# start of RECORD SET

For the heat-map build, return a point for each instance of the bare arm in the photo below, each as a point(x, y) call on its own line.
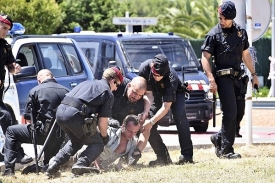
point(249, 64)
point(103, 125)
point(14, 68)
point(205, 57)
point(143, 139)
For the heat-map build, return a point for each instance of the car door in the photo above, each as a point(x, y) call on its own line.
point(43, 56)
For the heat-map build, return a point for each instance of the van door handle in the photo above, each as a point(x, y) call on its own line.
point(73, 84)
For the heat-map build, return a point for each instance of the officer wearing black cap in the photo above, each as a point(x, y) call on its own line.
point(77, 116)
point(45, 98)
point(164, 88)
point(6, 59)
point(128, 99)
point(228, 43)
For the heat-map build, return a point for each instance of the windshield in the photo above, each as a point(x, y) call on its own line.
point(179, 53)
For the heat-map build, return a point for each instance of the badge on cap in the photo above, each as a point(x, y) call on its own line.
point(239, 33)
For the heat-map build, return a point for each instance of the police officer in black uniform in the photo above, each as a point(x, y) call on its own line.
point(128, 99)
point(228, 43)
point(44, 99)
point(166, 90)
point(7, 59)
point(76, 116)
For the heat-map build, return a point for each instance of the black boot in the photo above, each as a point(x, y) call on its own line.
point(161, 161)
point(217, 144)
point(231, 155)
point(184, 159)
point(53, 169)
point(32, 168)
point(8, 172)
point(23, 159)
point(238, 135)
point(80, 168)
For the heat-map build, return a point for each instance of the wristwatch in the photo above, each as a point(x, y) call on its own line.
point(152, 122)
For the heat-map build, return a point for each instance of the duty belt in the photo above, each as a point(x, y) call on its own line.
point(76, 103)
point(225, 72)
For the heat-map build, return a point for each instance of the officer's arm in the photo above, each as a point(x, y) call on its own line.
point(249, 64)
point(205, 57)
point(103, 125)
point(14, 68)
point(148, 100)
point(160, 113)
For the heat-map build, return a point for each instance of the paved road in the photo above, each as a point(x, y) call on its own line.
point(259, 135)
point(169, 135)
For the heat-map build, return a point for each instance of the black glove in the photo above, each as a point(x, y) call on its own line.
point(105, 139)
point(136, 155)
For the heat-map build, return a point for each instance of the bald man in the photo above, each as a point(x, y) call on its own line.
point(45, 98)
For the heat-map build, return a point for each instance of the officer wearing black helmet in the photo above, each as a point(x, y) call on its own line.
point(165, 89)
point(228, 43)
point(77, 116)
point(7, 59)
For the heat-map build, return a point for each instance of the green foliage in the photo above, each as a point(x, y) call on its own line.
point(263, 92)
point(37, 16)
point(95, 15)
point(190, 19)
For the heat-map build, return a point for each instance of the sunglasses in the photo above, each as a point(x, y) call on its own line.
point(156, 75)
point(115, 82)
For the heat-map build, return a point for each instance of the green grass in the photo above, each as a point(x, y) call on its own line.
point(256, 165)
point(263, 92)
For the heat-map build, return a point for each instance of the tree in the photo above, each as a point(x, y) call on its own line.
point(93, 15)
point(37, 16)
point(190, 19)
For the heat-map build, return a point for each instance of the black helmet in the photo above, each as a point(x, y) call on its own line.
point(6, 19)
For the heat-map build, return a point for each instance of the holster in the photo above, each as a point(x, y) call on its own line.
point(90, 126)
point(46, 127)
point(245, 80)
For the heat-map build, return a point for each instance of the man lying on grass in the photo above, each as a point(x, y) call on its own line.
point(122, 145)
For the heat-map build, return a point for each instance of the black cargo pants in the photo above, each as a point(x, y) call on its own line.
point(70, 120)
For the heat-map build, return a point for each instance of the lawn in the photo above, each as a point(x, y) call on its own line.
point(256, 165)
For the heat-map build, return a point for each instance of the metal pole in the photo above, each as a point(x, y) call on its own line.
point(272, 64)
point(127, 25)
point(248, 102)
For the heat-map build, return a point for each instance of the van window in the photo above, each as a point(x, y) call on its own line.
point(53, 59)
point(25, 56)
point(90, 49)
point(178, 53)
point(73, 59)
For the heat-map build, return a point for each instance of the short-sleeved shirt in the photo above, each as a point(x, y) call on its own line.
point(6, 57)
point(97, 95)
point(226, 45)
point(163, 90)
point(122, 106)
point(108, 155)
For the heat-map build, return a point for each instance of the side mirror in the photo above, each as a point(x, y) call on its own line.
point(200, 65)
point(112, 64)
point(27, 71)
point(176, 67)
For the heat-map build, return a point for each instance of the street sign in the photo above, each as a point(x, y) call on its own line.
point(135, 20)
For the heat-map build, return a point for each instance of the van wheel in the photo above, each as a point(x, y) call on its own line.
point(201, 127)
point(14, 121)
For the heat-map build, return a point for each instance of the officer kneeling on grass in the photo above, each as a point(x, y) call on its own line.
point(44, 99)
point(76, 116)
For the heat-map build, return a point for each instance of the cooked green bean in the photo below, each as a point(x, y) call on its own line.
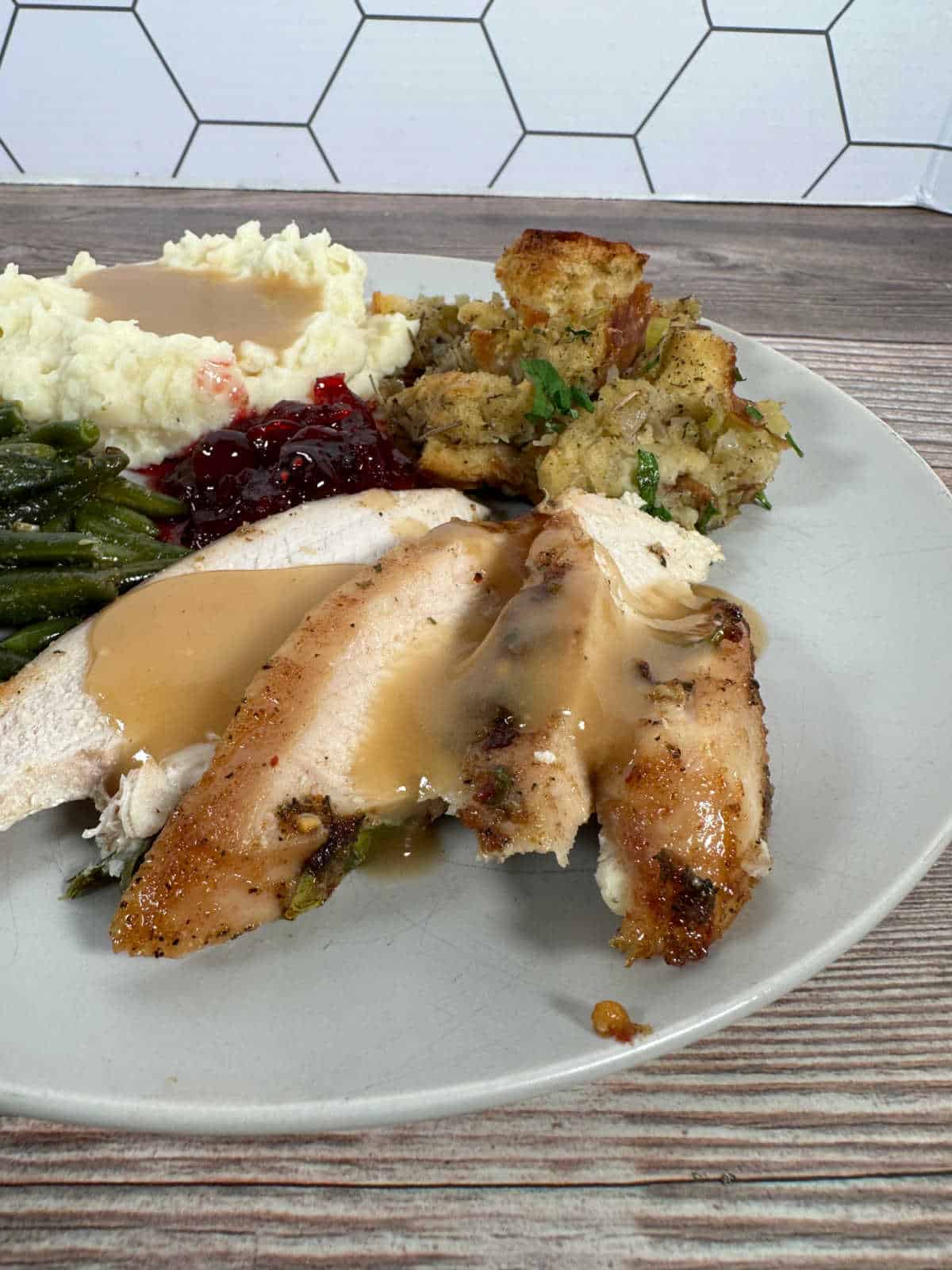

# end of RECORD SET

> **SHORT EXERCISE**
Convert everything from the first of the rows above down through the line containing "point(143, 139)" into a Markdown table with the columns Number and Line, omitting blank lines. Leave the pictures out of the table.

> **EXPECTED ANSWER**
| Number | Line |
|---|---|
| 1 | For the heat-map build, return a point for each instance of the bare arm in the photo below, each as a point(x, y) call on its own line. |
| 2 | point(249, 64) |
| 3 | point(103, 125) |
| 4 | point(14, 68) |
| 5 | point(205, 57) |
| 6 | point(143, 139) |